> [Requirements] Recast the records below, from the line with "Could you point at the ground" through the end of the records, as a two-column CSV headed text and answer: one row per record, with the record's text under text and its answer under answer, each in a single quoted field with line breaks replaced by spaces. Leave the pictures out.

------ Extracted information

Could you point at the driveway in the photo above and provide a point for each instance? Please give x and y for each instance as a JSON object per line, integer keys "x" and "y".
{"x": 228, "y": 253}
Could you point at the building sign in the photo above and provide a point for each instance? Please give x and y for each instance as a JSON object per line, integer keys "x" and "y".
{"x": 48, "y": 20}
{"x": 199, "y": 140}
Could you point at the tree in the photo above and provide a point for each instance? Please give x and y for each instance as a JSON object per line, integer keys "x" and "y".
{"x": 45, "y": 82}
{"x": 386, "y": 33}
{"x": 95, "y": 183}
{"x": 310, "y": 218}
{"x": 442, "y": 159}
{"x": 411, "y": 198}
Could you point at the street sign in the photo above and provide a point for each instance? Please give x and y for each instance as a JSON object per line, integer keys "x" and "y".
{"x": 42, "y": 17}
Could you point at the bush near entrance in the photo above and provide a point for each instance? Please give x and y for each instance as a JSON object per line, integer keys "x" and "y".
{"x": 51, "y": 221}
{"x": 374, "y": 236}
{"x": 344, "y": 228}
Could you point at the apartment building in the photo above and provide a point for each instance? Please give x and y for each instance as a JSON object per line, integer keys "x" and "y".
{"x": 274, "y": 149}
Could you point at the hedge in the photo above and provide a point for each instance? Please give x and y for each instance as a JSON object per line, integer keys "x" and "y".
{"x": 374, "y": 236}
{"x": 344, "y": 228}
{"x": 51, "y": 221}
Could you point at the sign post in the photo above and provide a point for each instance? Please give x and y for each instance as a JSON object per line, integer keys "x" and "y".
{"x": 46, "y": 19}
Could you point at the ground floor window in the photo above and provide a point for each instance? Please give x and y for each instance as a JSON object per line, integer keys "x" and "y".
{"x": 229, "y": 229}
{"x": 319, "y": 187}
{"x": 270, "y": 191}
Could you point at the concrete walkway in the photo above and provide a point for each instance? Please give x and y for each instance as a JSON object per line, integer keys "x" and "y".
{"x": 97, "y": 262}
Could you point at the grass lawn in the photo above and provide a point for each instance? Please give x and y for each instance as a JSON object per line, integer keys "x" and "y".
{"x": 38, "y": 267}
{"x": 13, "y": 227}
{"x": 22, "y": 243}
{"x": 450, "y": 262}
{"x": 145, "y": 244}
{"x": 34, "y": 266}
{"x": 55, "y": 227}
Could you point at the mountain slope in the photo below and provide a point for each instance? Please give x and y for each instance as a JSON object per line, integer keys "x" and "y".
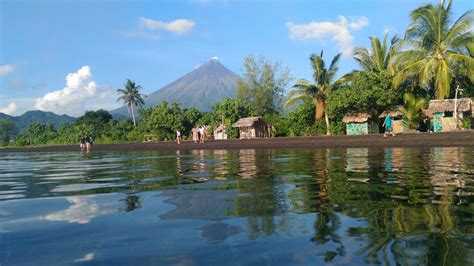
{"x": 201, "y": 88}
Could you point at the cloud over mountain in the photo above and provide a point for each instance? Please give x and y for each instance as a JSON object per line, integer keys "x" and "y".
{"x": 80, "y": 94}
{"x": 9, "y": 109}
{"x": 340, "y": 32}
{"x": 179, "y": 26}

------------

> [Result of this exercise]
text,answer
"Could you point at the ground floor window in the photo above and provide a point for each instance? Please give x and y for each instance as a JSON object per line, integer keys ""x"" and ""y"".","{""x"": 229, ""y"": 229} {""x"": 319, ""y"": 187} {""x"": 270, ""y"": 191}"
"Could you point at the concrete walkway in the photo above and provide a point for each instance? Please give x and y for each instance as a JSON object per line, integer keys ""x"" and ""y"".","{""x"": 97, ""y"": 262}"
"Could you point at the grass lawn in the photo above and provide a point for each instance? Please give x and y for each instance as a JSON object per line, integer keys ""x"" and ""y"".","{""x"": 38, ""y"": 267} {""x"": 13, ""y"": 227} {""x"": 22, ""y"": 243} {""x"": 450, ""y"": 262} {""x"": 145, ""y"": 244} {""x"": 34, ""y"": 266} {""x"": 55, ""y"": 227}"
"Could you point at the mountain slope in the photo below and provide a point for each instance? Please give x and y for each instance as a JSON object per line, integer keys ""x"" and ""y"".","{""x"": 201, ""y"": 88}"
"Could you point at the cloud over mountain in the photo above and provide a point for each instance? Please give x and y for each instance as a JSON object per line, integer keys ""x"" and ""y"".","{""x"": 80, ""y"": 94} {""x"": 9, ""y"": 109} {""x"": 340, ""y"": 32} {""x"": 179, ""y"": 26}"